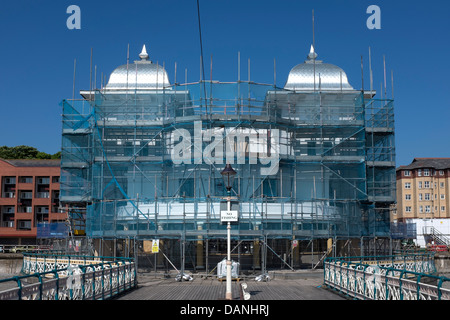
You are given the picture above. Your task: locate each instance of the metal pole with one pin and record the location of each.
(228, 295)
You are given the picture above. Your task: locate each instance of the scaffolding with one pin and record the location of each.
(311, 166)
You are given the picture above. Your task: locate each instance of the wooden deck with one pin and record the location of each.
(295, 288)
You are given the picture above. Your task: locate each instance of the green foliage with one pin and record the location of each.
(26, 152)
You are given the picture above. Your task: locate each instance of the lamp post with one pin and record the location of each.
(228, 175)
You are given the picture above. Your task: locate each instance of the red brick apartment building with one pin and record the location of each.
(29, 196)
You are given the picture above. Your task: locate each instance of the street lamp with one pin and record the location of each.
(228, 175)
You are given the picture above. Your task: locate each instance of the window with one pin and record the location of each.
(26, 179)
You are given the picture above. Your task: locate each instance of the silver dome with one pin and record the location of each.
(328, 77)
(142, 74)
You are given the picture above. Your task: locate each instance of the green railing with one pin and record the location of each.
(404, 277)
(68, 277)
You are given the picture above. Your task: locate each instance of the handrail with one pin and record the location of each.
(117, 275)
(399, 278)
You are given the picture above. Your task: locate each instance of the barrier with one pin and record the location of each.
(386, 278)
(62, 277)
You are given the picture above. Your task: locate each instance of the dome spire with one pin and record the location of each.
(312, 53)
(143, 55)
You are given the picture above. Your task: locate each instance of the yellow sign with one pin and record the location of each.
(155, 246)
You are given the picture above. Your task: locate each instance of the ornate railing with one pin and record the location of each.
(63, 277)
(408, 277)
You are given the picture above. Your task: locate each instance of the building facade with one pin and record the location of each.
(29, 199)
(423, 190)
(315, 162)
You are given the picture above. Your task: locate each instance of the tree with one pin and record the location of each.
(25, 152)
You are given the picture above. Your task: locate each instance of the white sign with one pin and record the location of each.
(228, 216)
(155, 246)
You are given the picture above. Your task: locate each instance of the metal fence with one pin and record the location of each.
(64, 277)
(407, 277)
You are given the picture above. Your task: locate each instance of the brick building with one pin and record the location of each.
(423, 189)
(29, 198)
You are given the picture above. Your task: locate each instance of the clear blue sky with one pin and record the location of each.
(38, 51)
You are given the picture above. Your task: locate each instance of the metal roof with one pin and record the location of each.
(434, 163)
(33, 162)
(315, 75)
(142, 74)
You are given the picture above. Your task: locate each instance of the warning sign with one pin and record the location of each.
(155, 246)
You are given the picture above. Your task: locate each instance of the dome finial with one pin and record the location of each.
(312, 53)
(143, 55)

■ **SET PROBLEM**
All records should be output exactly, with the pictures left out.

■ **FINAL ANSWER**
You are given the picture above. Your task: locate each instance of the metal pole with one pin and record the location of each.
(228, 295)
You are given the picture above. Your task: locate each instance of the scaffolding with one pin and record the location of each.
(311, 166)
You are given the picture above. Your task: locate each instance of the wooden deck with one pin and record the location of each.
(295, 288)
You are given the picture above. Your task: locate each instance of the green foliage with one pin and record the location of each.
(26, 152)
You are given the picture above. Your task: locate each instance of the lamp post with one pin and record the location of each.
(228, 175)
You are given the picture above. Your task: locate each instance of the red brick apartment building with one pin and record the location of each.
(29, 196)
You are given the picture above. Your task: locate each instance of the street lamp with one pin and record the location of each.
(228, 175)
You are given the picture above. Your task: locate each instance of the window with one pin and record the location of each.
(26, 179)
You are given the picture above. Your task: locate each instance of the silver dome with one pin and record the location of each.
(328, 77)
(142, 74)
You are given the picture above. Your task: locate each instance of the green railing with one pin and record the location of each.
(404, 277)
(68, 277)
You are given the picture above. Your task: locate each instance of the handrail with one pin and record the location of each.
(117, 275)
(399, 278)
You are given the picture above. Your task: locate each instance of the barrier with one pin and record the location of each.
(386, 278)
(62, 277)
You are given the picture above. Your task: locate each instance of the dome spire with one pin and record the location of each.
(312, 53)
(143, 55)
You are given the picture above. Your task: locate each instance of the yellow sign with one pin and record the location of each.
(155, 246)
You are given the picture above. Your task: locate each instance of the ornate railing with one pin and record the location of each.
(63, 277)
(408, 277)
You are given the picture above. Your task: locate each instance of the building facade with one pin and record the location of each.
(29, 199)
(423, 190)
(315, 162)
You are given the picture above. Your task: locate each instance of the tree with one pin and record the location of each.
(25, 152)
You are given the picture above. Your task: locate each instance of the white sign with one pin and record the location of each.
(228, 216)
(155, 246)
You are given the picture above. Your task: locate each instance of the metal fence with one pin and record the location of each.
(64, 277)
(407, 277)
You are given the picture above. Your task: locate each instance of the brick building with one pin and record the location of each.
(423, 189)
(29, 198)
You are given the picture above. Your task: locate each instance of the clear blue sky with one pin and record the location of each.
(38, 51)
You are given the picture above. Your task: locate each instance of the metal roof with one pin and record the location of each.
(434, 163)
(33, 162)
(315, 75)
(142, 74)
You are given the picture above. Your task: locate each instance of the warning sign with one pin and record the location of each.
(155, 246)
You are given the picture above. Your task: locate each instance of the dome finial with one pin and record the location of each.
(312, 53)
(143, 55)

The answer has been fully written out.